» **What is required**: Repeat the records word for word, from the line containing "the blurred person" through the line containing "x=190, y=285", including both of those lines.

» **Data section**:
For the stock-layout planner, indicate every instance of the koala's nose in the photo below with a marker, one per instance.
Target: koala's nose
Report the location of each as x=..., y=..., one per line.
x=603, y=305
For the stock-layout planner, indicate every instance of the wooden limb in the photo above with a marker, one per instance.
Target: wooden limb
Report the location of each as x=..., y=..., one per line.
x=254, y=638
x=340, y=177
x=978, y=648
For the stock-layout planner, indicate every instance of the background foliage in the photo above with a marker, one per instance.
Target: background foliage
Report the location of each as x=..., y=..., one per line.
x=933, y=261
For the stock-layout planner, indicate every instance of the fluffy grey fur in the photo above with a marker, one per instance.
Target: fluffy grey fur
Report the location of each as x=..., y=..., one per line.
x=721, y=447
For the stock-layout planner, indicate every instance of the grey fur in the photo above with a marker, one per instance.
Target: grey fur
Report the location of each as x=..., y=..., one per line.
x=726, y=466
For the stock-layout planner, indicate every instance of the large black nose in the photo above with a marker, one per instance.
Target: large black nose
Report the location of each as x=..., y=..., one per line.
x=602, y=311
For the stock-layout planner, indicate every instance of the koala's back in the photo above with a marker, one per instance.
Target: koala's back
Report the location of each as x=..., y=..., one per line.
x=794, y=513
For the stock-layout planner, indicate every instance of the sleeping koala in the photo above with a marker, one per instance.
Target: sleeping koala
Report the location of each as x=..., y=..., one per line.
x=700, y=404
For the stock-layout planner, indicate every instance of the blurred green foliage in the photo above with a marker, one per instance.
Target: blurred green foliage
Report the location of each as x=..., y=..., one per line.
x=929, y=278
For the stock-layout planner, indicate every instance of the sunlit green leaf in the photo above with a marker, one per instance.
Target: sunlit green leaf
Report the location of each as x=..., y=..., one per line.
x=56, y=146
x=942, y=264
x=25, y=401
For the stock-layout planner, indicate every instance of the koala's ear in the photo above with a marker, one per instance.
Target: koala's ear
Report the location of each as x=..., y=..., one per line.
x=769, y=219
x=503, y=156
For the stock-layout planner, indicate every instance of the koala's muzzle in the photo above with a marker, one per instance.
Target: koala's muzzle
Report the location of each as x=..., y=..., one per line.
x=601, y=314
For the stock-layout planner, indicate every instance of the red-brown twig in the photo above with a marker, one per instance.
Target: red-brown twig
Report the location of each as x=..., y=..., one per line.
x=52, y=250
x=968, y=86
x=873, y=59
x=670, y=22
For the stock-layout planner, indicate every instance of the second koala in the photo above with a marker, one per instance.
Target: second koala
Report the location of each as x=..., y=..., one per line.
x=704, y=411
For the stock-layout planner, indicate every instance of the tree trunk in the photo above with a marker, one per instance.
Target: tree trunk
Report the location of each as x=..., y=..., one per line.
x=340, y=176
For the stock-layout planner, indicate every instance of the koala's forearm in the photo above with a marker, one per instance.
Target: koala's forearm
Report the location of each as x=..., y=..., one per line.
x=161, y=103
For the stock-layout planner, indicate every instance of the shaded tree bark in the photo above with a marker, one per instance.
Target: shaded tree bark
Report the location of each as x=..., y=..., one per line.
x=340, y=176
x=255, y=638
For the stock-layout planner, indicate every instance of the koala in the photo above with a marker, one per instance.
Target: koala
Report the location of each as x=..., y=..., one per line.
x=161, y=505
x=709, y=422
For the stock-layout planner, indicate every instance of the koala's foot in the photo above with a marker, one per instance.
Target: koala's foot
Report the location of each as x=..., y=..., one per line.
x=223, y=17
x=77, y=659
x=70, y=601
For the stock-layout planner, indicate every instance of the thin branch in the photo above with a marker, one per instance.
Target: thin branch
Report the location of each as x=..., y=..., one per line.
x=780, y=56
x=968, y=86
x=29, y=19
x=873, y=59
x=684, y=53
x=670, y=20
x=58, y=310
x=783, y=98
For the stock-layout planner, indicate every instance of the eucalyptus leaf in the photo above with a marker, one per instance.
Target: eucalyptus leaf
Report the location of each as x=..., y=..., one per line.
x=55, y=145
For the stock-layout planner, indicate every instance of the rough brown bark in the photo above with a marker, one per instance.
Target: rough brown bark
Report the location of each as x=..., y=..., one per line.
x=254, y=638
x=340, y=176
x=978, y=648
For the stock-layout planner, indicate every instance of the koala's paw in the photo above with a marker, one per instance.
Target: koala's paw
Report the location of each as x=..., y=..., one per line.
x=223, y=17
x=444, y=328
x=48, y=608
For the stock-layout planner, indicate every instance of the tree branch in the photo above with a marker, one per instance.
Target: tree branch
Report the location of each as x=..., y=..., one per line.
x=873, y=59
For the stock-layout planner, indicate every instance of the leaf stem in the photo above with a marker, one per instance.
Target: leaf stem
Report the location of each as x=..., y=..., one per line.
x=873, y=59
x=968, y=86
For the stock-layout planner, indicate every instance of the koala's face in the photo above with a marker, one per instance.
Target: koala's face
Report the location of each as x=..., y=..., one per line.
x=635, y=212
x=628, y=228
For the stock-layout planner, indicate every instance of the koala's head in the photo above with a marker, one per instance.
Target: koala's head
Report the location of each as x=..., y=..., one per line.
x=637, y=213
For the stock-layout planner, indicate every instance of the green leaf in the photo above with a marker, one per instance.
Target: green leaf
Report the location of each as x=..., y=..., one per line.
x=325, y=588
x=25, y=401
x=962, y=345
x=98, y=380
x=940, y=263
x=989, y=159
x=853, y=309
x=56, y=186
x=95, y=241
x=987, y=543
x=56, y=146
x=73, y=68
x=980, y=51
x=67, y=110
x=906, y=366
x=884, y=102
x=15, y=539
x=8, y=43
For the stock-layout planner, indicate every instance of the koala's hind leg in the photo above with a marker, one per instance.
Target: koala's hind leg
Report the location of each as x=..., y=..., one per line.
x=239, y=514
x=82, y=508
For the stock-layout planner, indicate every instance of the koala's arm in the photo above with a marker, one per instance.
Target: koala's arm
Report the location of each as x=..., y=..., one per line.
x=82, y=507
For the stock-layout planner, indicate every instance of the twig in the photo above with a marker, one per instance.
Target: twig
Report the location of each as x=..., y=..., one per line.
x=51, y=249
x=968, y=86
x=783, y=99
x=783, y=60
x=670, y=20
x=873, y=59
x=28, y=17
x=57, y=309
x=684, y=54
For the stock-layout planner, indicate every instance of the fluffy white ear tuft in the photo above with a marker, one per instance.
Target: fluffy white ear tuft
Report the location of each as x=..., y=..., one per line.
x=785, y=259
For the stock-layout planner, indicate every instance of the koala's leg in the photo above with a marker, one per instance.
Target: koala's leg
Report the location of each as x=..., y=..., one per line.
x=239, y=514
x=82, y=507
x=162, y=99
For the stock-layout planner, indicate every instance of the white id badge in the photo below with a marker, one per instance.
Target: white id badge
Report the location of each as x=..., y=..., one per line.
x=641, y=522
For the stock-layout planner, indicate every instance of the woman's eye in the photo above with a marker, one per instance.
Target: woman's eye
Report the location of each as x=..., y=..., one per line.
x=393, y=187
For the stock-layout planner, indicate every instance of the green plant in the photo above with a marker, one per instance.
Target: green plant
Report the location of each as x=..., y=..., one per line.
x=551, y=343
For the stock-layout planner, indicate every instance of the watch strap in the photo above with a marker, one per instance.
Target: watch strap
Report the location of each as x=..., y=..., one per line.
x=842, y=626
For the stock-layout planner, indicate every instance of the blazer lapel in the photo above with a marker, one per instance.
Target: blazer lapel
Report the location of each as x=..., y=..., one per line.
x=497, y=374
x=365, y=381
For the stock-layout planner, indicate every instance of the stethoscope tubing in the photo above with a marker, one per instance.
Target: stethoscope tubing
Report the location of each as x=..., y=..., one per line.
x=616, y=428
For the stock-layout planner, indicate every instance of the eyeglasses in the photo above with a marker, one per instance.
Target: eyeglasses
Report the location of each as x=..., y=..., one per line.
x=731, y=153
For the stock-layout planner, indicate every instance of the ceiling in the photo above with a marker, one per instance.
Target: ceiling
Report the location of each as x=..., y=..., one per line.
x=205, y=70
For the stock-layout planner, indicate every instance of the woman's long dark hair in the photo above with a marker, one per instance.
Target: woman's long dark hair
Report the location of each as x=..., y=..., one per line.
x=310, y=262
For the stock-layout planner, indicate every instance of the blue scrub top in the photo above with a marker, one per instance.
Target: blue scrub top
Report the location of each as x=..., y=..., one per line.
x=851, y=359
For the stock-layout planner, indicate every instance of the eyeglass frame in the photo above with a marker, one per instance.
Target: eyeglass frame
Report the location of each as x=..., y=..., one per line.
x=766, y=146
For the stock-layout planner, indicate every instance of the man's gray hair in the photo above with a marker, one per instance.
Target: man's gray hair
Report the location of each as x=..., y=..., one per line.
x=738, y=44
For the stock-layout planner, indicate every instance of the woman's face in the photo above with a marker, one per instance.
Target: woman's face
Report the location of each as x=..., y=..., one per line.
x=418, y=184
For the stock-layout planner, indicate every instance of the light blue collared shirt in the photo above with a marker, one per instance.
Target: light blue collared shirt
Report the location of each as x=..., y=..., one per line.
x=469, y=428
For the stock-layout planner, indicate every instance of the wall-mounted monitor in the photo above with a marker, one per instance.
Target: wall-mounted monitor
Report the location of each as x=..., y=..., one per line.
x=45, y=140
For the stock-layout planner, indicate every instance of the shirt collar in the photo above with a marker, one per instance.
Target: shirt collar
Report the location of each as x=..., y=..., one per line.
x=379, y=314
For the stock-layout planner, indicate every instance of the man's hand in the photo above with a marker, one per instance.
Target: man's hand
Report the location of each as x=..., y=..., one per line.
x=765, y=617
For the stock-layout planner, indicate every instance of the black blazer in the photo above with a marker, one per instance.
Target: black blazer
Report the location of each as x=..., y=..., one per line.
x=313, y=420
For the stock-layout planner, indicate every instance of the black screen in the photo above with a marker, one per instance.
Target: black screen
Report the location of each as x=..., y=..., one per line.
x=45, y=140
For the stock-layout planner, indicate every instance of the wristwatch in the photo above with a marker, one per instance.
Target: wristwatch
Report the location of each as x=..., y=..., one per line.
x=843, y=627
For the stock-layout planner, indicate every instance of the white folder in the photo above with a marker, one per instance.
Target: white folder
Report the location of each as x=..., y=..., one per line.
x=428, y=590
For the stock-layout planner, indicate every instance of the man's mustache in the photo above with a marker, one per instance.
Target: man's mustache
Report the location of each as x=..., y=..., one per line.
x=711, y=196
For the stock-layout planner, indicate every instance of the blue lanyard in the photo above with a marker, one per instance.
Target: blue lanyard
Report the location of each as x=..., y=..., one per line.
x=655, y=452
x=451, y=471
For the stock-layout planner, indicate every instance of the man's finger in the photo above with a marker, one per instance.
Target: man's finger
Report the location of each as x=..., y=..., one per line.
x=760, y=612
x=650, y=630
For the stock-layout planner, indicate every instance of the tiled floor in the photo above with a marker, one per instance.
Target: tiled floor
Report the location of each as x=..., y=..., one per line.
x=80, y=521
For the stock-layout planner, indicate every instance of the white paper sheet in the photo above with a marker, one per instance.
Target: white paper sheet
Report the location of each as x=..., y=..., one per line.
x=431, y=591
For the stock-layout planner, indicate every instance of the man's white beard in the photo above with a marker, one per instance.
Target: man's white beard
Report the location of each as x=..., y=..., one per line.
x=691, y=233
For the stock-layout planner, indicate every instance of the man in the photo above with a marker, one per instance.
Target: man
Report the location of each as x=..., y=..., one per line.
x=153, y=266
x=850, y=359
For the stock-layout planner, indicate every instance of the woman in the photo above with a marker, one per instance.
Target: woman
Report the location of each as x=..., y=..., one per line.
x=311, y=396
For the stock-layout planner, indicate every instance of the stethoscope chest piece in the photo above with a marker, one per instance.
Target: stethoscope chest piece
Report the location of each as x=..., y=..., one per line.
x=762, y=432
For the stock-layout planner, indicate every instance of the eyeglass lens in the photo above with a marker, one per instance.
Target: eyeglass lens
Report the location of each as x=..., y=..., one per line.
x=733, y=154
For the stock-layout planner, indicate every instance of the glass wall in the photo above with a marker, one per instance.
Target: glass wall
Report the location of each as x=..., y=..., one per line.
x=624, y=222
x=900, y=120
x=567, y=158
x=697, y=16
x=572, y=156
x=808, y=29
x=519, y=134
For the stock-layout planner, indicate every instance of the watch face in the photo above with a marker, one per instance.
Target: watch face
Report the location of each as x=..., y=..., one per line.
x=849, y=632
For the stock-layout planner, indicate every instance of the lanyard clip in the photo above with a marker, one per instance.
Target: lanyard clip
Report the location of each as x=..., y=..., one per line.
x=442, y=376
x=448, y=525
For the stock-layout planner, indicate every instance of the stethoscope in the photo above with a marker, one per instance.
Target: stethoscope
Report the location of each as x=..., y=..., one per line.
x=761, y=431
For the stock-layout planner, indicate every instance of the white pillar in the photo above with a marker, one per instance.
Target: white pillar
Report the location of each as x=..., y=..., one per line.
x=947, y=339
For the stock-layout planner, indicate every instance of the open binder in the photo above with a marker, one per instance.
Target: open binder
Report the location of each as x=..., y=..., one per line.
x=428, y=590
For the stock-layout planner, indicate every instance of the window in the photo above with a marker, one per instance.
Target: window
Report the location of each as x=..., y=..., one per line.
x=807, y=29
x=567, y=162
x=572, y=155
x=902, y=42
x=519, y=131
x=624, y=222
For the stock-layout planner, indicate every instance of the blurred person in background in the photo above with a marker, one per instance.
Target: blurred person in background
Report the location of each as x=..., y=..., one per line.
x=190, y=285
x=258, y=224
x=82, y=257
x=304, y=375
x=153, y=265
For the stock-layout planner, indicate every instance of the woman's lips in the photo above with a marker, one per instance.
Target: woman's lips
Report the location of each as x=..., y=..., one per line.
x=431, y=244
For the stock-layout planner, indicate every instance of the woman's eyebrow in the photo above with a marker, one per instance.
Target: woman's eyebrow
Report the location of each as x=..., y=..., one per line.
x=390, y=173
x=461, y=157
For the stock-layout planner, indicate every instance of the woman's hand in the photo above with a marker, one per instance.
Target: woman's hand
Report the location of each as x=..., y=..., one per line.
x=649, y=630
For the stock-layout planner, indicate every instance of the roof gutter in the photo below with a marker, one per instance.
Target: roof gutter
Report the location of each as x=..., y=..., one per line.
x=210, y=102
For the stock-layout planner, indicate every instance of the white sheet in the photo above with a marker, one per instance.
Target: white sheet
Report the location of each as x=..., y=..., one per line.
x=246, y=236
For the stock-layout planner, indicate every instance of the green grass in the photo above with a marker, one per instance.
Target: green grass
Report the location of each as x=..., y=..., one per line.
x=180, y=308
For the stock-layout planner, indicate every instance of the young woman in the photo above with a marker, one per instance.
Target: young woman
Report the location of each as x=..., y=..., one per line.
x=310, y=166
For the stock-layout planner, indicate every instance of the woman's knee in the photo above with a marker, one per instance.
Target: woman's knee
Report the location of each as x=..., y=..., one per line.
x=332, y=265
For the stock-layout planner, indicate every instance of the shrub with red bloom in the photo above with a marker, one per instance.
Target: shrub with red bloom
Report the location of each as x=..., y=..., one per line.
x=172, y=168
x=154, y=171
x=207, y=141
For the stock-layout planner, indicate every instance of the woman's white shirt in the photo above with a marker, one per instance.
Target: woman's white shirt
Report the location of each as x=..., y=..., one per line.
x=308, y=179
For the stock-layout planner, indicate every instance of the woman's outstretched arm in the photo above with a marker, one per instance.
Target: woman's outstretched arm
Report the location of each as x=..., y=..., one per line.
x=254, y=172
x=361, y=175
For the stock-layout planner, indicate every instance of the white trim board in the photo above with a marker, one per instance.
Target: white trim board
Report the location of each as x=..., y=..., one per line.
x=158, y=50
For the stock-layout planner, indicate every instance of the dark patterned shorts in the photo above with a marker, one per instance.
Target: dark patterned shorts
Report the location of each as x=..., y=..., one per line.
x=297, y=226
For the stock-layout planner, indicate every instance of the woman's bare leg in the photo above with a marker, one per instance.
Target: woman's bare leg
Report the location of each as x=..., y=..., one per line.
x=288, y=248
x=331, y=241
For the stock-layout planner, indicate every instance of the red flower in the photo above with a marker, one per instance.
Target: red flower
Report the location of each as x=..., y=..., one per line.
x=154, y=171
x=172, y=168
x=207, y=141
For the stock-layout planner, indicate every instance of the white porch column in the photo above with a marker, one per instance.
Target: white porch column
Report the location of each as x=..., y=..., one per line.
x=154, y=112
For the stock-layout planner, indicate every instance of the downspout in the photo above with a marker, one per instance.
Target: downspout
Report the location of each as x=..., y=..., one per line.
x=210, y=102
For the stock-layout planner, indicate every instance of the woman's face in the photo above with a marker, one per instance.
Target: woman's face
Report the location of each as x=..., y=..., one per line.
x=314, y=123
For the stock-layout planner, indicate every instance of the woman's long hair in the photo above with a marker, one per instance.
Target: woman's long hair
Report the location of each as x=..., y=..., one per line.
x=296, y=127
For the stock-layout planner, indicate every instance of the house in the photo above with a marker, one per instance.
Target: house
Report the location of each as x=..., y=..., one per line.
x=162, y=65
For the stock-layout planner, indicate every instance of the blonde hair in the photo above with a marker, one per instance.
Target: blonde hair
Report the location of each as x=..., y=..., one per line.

» **Task response**:
For the stock-layout planner, indicate every instance of the blurred person in background in the photo above with a marker, one per instance.
Target: blurred person in background
Report the location of each as x=..., y=..., one per line.
x=190, y=285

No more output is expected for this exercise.